═══ Entries shown
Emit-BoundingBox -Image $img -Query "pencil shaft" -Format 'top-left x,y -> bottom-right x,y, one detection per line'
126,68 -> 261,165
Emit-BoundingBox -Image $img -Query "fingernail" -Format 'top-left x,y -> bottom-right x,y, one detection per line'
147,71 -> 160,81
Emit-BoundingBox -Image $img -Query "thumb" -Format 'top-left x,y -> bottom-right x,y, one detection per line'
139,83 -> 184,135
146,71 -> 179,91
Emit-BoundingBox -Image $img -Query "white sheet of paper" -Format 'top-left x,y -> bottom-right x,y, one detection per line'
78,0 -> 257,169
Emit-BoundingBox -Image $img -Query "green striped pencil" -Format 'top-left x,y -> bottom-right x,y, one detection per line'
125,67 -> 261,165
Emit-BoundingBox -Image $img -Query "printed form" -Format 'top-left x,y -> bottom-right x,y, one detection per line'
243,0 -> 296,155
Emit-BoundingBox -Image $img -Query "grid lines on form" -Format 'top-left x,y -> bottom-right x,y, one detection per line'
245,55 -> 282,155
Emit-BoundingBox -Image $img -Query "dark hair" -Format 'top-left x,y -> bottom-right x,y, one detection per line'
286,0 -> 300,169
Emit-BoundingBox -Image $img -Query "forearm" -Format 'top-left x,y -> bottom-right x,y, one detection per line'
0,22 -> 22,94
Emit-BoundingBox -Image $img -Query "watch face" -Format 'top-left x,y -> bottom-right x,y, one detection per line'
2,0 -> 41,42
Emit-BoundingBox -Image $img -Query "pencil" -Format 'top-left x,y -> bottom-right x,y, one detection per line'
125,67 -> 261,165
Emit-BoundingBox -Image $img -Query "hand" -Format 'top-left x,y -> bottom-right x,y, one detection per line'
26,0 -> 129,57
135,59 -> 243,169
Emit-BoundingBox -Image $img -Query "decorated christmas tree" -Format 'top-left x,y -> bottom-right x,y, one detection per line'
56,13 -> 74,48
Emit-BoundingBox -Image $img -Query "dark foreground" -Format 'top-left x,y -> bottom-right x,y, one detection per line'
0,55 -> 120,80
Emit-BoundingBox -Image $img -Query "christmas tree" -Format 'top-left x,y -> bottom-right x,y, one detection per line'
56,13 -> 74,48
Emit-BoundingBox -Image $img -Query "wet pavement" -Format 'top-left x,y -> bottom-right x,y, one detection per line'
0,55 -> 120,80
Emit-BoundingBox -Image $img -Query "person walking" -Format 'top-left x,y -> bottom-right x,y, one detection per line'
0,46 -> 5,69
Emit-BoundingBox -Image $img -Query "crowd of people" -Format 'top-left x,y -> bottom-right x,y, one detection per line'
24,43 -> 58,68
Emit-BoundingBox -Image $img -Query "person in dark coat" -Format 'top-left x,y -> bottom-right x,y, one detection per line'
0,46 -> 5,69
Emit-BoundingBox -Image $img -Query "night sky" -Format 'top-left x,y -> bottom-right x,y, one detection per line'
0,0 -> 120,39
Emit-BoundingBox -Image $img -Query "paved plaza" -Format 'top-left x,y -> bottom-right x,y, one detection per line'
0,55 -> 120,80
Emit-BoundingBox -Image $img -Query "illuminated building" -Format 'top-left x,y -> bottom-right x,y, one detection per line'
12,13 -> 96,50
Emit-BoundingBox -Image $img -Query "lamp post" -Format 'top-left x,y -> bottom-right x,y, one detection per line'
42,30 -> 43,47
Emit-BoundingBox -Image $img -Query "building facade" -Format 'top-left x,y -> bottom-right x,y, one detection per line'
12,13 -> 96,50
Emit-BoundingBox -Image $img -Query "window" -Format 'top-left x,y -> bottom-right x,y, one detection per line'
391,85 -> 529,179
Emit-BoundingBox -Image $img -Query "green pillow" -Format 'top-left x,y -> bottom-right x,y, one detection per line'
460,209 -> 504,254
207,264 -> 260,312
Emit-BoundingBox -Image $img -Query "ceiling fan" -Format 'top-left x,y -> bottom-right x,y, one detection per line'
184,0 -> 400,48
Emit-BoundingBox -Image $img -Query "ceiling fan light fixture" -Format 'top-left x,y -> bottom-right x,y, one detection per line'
══════
◆ The request: Write the material out again in its entirety, exactly as shown.

◆ Answer below:
Emit-BoundingBox -Image $img -Query "pencil shaft" -Format 'top-left x,y -> bottom-right x,y, one detection per line'
126,68 -> 261,165
Emit-BoundingBox -Image $img -Query "fingernail" -Format 'top-left x,y -> bottom-right x,y, one detection per line'
147,71 -> 160,81
Emit-BoundingBox -Image $img -Query "thumb" -Format 'top-left x,y -> bottom-right x,y, one detection per line'
139,83 -> 184,135
146,71 -> 179,91
Emit-BoundingBox -Image $img -Query "white sheet of paper" -Format 'top-left x,y -> bottom-right x,y, one detection per line'
78,0 -> 257,169
Emit-BoundingBox -Image $img -Query "green striped pencil" -Format 'top-left x,y -> bottom-right x,y, one detection per line'
125,67 -> 261,165
Emit-BoundingBox -Image $img -Query "printed form" -Format 'top-left x,y -> bottom-right x,y, one detection per line'
243,0 -> 296,155
Emit-BoundingBox -Image $img -Query "grid lines on form" -Format 'top-left x,y -> bottom-right x,y, one detection per line'
245,55 -> 282,155
Emit-BoundingBox -Image $img -Query "dark hair" -Format 'top-left x,y -> bottom-right x,y, one detection per line'
286,0 -> 300,169
Emit-BoundingBox -Image $img -Query "forearm" -Format 'top-left x,y -> bottom-right x,y, one detection per line'
0,22 -> 22,94
Emit-BoundingBox -Image $img -Query "watch face" -Format 'top-left x,y -> bottom-right x,y, one detection per line'
2,0 -> 41,42
Emit-BoundingBox -Image $img -Query "pencil" -Format 'top-left x,y -> bottom-right x,y, one detection per line'
125,67 -> 261,165
Emit-BoundingBox -Image $img -Query "hand" -Format 'top-left x,y -> bottom-right x,y, one detection per line'
26,0 -> 129,57
135,59 -> 243,169
Emit-BoundingBox -Image $img -Query "decorated christmas tree" -Format 'top-left x,y -> bottom-right x,y, one detection per line'
56,13 -> 74,48
Emit-BoundingBox -Image $img -Query "dark foreground" -Format 'top-left x,y -> bottom-right x,y, one detection per line'
0,55 -> 120,80
Emit-BoundingBox -Image $img -Query "christmas tree" -Format 'top-left x,y -> bottom-right x,y, one detection per line'
56,13 -> 74,48
Emit-BoundingBox -Image $img -Query "wet pavement" -Format 'top-left x,y -> bottom-right x,y, one detection per line'
0,55 -> 120,80
Emit-BoundingBox -Image $img -Query "person walking" -Format 'top-left x,y -> bottom-right x,y, one detection per line'
0,46 -> 5,69
Emit-BoundingBox -Image $img -Query "crowd of people" -Format 'top-left x,y -> bottom-right x,y, one detection per line'
24,43 -> 58,68
Emit-BoundingBox -Image $img -Query "person in dark coat" -Format 'top-left x,y -> bottom-right x,y, one detection per line'
0,46 -> 5,69
Emit-BoundingBox -Image $img -Query "night sky" -Format 'top-left x,y -> bottom-right x,y, one detection per line'
0,0 -> 120,39
Emit-BoundingBox -Image $img -Query "paved plaza" -Format 'top-left x,y -> bottom-right x,y, one detection per line'
0,55 -> 120,80
Emit-BoundingBox -Image $img -Query "illuminated building" -Format 'top-left x,y -> bottom-right x,y, one detection per line'
12,13 -> 96,50
Emit-BoundingBox -Image $img -Query "lamp post" -Format 'top-left x,y -> bottom-right x,y, one detection per line'
42,30 -> 43,47
Emit-BoundingBox -Image $img -Query "building facade" -Format 'top-left x,y -> bottom-right x,y, one detection per line'
12,13 -> 96,50
Emit-BoundingBox -Image $img -Query "window" -Format 'top-left x,y -> bottom-right x,y, one detection per line'
391,85 -> 529,179
Emit-BoundingBox -Image $img -Query "green pillow" -Format 'top-left x,y -> bottom-right x,y, one detection per line'
460,209 -> 504,254
207,264 -> 260,312
Emit-BoundingBox -Image $img -Query "ceiling fan" -Format 'top-left x,y -> bottom-right x,y, one detection per line'
184,0 -> 400,48
Emit-BoundingBox -Image $img -Query "ceiling fan light fixture" -Format 'top-left x,y -> bottom-right x,y, one detection per line'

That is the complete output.